**EXERCISE AIM:** Copy the lines below word for word, starting with the line that contains "the blue long-sleeve shirt" and ending with the line that contains "x=522, y=225", both of those lines included.

[begin SUPPLIED RECORDS]

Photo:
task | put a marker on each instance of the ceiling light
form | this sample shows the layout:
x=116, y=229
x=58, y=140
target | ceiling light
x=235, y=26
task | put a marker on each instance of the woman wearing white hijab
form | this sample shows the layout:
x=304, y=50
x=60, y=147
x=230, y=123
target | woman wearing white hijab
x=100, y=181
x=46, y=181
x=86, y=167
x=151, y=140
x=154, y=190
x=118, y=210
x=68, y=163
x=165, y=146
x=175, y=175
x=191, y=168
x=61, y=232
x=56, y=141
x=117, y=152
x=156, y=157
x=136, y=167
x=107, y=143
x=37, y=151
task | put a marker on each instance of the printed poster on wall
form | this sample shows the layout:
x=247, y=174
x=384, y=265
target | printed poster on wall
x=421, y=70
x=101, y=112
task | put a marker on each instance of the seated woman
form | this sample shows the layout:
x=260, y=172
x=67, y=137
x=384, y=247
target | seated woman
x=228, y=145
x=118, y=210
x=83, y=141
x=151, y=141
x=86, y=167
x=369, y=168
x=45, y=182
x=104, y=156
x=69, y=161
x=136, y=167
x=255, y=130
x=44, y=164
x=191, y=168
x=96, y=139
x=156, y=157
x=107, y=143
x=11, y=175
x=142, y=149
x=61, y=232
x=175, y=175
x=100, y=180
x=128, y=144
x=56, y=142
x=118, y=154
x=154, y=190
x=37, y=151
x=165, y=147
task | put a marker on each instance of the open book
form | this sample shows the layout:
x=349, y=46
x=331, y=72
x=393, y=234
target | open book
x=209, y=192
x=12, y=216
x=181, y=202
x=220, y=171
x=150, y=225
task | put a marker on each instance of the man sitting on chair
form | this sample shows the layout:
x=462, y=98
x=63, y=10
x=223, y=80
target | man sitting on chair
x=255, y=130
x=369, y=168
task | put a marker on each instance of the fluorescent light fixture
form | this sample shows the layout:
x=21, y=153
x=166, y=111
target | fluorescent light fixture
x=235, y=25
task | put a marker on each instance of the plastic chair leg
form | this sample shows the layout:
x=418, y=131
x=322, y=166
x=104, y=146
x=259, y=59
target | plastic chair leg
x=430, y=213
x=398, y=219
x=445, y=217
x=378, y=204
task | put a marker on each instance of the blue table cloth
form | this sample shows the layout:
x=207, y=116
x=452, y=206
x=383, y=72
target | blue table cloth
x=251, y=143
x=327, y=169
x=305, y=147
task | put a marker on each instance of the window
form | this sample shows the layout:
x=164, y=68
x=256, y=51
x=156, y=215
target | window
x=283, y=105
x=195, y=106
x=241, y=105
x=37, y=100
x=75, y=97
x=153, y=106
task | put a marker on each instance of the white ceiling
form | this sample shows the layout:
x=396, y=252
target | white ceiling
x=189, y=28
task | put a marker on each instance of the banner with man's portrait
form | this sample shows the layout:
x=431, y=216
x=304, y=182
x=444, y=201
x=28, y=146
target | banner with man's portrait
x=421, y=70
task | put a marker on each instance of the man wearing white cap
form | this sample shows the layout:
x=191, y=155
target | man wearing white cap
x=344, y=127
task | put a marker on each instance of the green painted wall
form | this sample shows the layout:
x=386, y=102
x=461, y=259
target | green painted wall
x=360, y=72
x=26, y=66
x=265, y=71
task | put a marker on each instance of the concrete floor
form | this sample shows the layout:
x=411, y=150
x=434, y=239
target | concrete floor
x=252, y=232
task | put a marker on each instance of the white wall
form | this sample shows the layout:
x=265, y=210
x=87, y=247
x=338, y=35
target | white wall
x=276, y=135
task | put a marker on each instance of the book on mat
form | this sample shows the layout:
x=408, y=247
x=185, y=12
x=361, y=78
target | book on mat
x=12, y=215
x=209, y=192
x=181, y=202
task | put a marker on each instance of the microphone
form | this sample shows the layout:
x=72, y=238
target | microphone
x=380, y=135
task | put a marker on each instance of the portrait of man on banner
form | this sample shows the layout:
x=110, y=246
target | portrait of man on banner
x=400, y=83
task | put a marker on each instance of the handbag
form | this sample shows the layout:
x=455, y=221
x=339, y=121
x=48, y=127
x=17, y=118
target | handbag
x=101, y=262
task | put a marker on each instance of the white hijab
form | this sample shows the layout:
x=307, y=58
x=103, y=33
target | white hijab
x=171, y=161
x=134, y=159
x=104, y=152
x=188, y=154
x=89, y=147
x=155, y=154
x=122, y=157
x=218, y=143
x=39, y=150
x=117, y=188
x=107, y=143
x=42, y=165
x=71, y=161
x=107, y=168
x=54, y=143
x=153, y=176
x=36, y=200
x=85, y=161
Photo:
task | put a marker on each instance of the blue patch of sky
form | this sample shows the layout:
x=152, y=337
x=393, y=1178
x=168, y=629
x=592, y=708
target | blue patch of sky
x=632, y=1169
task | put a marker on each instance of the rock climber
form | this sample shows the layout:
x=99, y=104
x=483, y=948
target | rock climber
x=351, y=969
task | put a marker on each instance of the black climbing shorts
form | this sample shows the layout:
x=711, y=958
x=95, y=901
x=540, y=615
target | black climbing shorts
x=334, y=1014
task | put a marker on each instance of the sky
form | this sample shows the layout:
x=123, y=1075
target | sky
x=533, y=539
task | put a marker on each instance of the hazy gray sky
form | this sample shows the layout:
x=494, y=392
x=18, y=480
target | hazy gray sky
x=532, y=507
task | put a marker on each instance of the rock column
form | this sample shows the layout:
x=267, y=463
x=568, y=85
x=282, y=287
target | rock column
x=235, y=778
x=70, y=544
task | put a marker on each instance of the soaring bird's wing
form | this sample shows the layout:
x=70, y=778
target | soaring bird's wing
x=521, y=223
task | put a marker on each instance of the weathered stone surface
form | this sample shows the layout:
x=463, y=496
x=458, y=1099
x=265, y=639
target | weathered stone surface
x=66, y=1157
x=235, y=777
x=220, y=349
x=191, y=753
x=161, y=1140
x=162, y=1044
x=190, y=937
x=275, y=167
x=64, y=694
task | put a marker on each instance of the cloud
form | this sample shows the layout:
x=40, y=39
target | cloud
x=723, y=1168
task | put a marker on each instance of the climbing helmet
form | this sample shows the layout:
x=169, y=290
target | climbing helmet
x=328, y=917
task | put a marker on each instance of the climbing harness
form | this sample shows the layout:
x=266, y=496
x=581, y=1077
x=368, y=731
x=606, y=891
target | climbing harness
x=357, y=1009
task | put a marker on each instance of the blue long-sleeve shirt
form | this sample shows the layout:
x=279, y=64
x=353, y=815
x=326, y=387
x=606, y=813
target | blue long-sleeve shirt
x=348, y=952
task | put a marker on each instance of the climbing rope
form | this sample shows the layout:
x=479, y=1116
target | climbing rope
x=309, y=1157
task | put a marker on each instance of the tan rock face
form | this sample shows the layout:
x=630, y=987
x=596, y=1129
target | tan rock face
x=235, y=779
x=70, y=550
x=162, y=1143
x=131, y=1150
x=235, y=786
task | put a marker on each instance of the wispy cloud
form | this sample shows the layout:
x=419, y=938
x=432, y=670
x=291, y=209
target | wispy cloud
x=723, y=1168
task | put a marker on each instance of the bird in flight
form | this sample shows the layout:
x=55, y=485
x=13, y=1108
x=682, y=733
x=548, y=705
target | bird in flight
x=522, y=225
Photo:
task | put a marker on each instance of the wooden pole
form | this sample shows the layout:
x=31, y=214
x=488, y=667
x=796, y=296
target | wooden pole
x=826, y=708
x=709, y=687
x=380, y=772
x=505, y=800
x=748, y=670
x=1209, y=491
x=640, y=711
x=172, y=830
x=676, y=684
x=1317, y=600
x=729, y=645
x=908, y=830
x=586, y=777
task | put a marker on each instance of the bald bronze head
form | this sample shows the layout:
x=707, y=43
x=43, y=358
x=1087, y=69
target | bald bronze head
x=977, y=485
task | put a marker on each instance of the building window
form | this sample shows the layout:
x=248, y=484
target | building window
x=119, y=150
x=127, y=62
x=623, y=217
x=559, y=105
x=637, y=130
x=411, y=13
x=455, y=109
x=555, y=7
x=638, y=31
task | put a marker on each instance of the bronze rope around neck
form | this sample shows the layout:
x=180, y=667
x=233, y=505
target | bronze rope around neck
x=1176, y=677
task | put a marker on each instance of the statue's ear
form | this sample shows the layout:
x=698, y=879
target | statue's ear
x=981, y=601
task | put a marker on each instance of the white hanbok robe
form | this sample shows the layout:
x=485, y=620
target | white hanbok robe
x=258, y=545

[end SUPPLIED RECORDS]

**OUTPUT FOR THIS EXERCISE:**
task | put a marker on each instance of the blue long-sleeve shirt
form | this sample shows the layout:
x=279, y=64
x=353, y=815
x=326, y=387
x=606, y=813
target | blue long-sleeve shirt
x=348, y=952
task | put a marker on each instance of the climbing rope
form | this sample shows the layout:
x=479, y=1116
target | climbing rope
x=309, y=1157
task | put a marker on each instance of the tan rock face
form | this sample shows the layout:
x=630, y=987
x=596, y=1129
target | tan rock face
x=235, y=779
x=70, y=550
x=162, y=1143
x=131, y=1150
x=235, y=786
task | put a marker on each instance of the wispy cloud
form | this sample shows the layout:
x=419, y=938
x=432, y=670
x=291, y=209
target | wispy cloud
x=723, y=1168
task | put a marker on each instance of the bird in flight
form | this sample shows the layout:
x=55, y=485
x=13, y=1108
x=682, y=733
x=548, y=705
target | bird in flight
x=522, y=225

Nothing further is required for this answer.